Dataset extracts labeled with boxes
.....

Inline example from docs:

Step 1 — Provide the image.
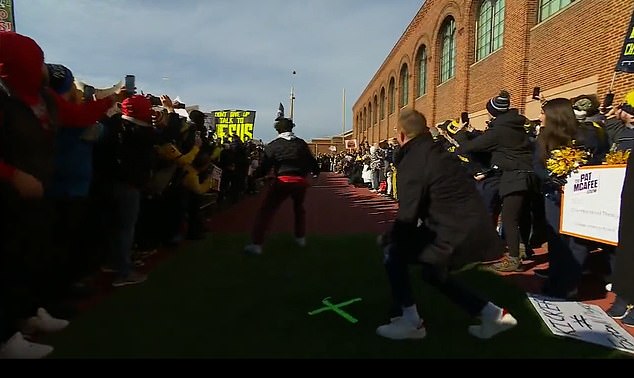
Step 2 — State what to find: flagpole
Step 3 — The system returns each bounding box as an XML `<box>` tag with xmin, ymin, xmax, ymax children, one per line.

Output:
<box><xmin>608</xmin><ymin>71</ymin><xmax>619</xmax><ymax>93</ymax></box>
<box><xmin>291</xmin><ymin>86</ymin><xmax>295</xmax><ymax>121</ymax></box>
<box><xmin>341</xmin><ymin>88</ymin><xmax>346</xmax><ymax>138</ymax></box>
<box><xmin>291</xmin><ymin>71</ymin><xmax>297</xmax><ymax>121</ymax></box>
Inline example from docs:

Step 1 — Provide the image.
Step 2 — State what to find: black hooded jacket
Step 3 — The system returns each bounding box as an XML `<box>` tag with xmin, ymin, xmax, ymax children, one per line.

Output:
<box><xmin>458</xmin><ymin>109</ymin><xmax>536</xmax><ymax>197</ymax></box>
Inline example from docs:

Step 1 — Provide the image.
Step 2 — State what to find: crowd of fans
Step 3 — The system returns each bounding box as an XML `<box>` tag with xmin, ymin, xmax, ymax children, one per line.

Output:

.....

> [Do this]: Please arrange every line of the items above as a JSON list of strings, one string per line, skipping blank lines. Leave the pictures out of your answer.

> [The solution]:
[
  "Inline example from docs:",
  "Step 1 — Provide the image.",
  "Step 2 — State what to find: flagpole",
  "Step 3 — The system returns each bounding box as an XML `<box>` tag with xmin, ymin, xmax, ymax children, one per line.",
  "Output:",
  "<box><xmin>608</xmin><ymin>71</ymin><xmax>619</xmax><ymax>93</ymax></box>",
  "<box><xmin>291</xmin><ymin>86</ymin><xmax>295</xmax><ymax>121</ymax></box>",
  "<box><xmin>341</xmin><ymin>88</ymin><xmax>346</xmax><ymax>138</ymax></box>",
  "<box><xmin>291</xmin><ymin>71</ymin><xmax>297</xmax><ymax>121</ymax></box>",
  "Inline example from docs:",
  "Step 1 — Provide the image.",
  "Step 2 — State what to find: black hooded jacket",
  "Step 3 — The system returns each bounding box as an XML `<box>` tag with xmin, ymin, xmax, ymax children, one per line.",
  "Output:",
  "<box><xmin>458</xmin><ymin>109</ymin><xmax>536</xmax><ymax>197</ymax></box>",
  "Inline example from docs:",
  "Step 1 — Provide the image.",
  "Step 2 — State what to find: crowd of fans",
  "Step 3 — The system returns each bounding box as an XML `<box>` tag with xmin, ymin, xmax, ymax children, one per line.",
  "Output:"
]